TASK PROMPT: Please copy the lines below word for word, from the line with "Pinpoint every visible water-filled ditch." up to and including the line with "[280,108,309,187]".

** Start ENTRIES SHOWN **

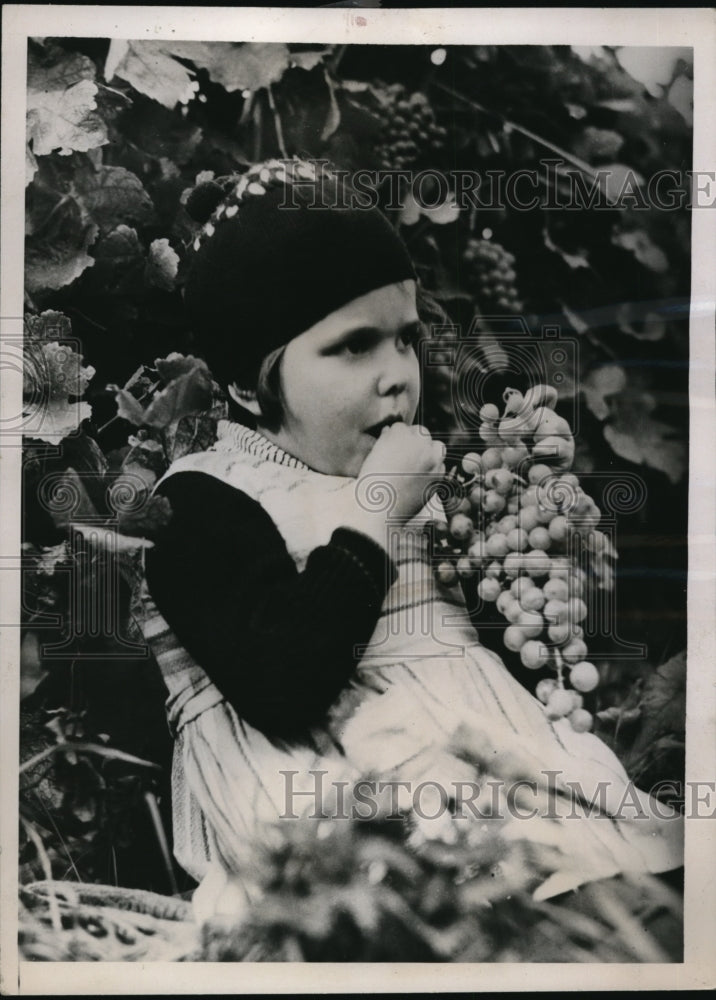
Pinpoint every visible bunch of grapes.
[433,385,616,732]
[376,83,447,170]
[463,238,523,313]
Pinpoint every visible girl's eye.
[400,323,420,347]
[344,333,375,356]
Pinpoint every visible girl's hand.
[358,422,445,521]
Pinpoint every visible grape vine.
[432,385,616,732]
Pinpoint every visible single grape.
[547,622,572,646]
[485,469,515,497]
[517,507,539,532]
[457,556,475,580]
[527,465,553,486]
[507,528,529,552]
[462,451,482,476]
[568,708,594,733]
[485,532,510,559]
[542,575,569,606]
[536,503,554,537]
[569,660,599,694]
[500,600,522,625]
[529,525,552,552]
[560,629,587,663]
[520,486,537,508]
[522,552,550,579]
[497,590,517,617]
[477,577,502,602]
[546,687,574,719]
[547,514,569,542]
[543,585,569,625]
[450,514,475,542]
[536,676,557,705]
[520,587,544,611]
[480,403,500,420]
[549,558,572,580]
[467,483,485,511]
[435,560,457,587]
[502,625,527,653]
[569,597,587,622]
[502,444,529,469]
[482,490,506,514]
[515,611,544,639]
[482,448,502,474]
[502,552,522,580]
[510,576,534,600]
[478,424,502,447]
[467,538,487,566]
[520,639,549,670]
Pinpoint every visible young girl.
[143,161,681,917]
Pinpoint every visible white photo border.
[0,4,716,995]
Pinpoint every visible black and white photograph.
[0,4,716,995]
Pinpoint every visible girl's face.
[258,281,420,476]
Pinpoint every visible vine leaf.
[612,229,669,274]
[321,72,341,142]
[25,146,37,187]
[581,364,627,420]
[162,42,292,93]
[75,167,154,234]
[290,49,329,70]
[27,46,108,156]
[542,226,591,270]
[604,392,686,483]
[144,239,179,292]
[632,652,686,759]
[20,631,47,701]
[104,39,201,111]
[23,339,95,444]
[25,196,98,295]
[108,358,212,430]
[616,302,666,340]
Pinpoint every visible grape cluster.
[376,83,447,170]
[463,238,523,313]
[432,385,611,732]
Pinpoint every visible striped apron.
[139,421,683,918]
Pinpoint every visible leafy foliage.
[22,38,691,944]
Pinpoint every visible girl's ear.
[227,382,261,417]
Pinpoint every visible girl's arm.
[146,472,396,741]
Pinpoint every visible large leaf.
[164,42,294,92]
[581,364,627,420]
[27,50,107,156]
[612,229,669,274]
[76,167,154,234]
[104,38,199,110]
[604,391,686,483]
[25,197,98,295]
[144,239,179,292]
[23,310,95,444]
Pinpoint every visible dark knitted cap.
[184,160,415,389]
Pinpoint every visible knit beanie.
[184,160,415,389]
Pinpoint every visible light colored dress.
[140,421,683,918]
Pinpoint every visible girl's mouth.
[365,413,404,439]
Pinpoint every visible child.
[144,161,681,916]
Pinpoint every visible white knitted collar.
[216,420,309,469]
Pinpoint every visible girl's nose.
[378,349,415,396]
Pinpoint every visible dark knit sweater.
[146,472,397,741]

** End ENTRIES SHOWN **
** Start ENTRIES SHOWN **

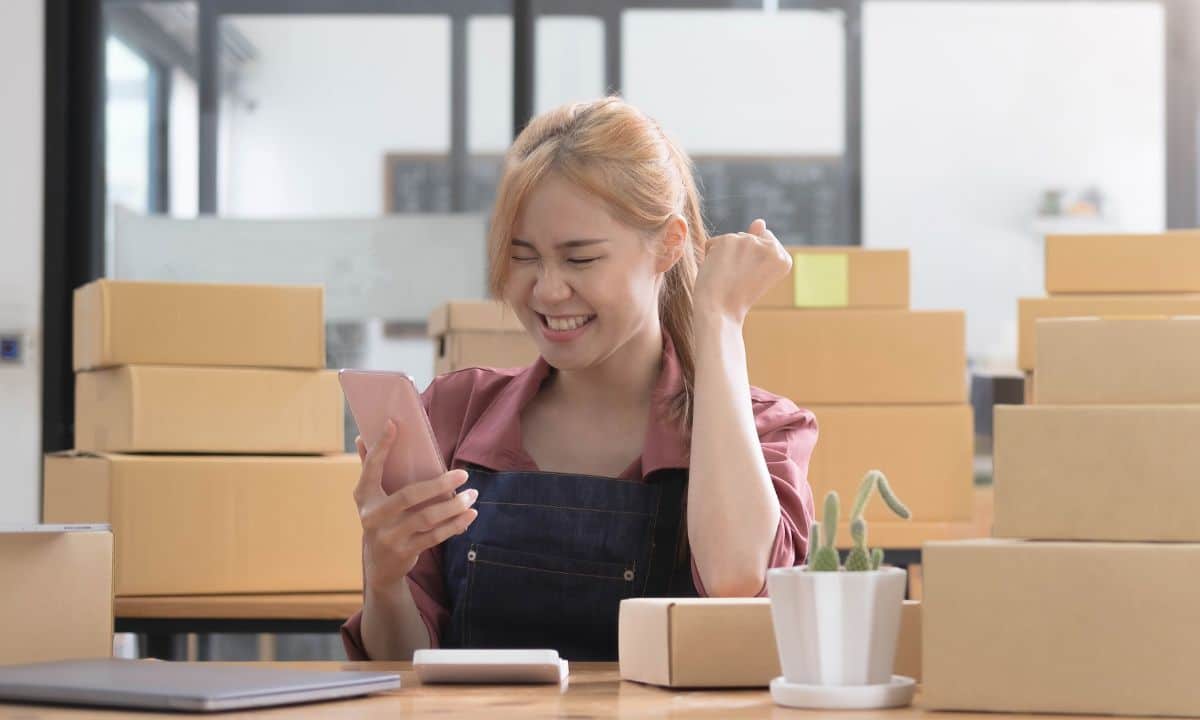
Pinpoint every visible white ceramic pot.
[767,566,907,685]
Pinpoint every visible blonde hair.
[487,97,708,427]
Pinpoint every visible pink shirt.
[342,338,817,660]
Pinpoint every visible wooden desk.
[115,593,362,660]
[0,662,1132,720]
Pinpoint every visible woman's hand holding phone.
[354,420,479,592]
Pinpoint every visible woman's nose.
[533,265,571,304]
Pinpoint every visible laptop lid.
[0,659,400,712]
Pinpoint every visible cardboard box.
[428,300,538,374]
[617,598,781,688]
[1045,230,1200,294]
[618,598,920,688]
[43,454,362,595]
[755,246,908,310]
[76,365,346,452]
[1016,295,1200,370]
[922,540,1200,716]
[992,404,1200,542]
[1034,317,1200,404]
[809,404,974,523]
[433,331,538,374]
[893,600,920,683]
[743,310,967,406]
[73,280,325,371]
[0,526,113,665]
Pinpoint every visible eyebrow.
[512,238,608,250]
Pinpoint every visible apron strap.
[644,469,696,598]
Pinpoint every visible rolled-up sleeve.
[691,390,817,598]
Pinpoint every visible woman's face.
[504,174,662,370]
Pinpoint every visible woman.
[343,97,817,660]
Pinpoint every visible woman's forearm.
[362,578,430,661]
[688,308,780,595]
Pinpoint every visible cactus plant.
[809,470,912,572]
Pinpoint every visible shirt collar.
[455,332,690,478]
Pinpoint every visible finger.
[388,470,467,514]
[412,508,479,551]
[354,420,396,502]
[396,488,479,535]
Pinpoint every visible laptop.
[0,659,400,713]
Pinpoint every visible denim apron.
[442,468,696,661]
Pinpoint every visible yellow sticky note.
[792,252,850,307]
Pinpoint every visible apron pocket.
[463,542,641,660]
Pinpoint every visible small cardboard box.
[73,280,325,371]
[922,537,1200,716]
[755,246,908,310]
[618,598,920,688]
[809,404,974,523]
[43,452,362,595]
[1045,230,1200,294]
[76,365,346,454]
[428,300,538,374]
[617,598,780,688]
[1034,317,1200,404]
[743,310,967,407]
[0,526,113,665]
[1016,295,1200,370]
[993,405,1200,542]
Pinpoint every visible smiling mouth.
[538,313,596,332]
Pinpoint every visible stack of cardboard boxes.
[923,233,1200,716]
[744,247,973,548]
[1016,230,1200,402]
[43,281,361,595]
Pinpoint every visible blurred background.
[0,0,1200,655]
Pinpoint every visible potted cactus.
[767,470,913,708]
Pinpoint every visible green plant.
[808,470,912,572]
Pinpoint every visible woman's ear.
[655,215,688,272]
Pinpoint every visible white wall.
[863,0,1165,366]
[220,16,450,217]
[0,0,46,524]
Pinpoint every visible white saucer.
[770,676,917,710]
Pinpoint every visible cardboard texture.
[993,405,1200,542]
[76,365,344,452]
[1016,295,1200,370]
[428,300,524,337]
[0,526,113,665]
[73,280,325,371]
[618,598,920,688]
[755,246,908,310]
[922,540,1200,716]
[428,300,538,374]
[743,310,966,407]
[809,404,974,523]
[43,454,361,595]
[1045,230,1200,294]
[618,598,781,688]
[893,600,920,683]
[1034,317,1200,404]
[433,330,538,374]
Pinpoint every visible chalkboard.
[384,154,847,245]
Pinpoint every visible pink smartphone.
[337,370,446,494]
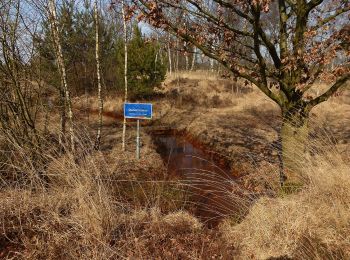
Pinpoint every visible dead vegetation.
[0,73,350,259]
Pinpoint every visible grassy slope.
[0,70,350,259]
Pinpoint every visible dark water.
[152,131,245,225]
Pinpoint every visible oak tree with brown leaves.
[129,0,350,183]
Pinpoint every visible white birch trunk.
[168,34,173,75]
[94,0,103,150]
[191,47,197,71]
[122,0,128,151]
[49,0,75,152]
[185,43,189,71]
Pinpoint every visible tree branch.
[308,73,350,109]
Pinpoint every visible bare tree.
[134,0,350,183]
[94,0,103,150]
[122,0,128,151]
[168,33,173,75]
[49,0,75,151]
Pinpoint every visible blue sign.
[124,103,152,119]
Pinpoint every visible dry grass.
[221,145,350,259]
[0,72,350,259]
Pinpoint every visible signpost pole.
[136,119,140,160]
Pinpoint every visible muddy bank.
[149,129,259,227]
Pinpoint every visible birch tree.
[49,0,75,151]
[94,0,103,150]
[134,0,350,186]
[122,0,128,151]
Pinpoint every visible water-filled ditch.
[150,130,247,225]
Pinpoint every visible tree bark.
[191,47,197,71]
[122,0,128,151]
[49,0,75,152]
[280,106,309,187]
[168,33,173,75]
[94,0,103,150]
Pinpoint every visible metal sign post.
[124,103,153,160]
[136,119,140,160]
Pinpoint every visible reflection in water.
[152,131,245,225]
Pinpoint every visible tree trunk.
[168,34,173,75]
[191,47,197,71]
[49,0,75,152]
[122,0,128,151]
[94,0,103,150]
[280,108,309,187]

** End ENTRIES SHOWN **

THE COMPLETED TASK:
Pinpoint every visible water-filled ditch.
[150,130,247,225]
Pinpoint every visible tree bark.
[191,47,197,71]
[122,0,128,151]
[49,0,75,152]
[280,106,309,187]
[168,33,173,75]
[94,0,103,150]
Pinpoint every visible metal sign post.
[124,103,153,160]
[136,119,140,160]
Pinpoint every visible reflection in water.
[152,131,245,225]
Pinpoint every visible tree trunk.
[168,34,173,75]
[191,47,197,71]
[49,0,75,152]
[122,0,128,151]
[94,0,103,150]
[280,108,309,187]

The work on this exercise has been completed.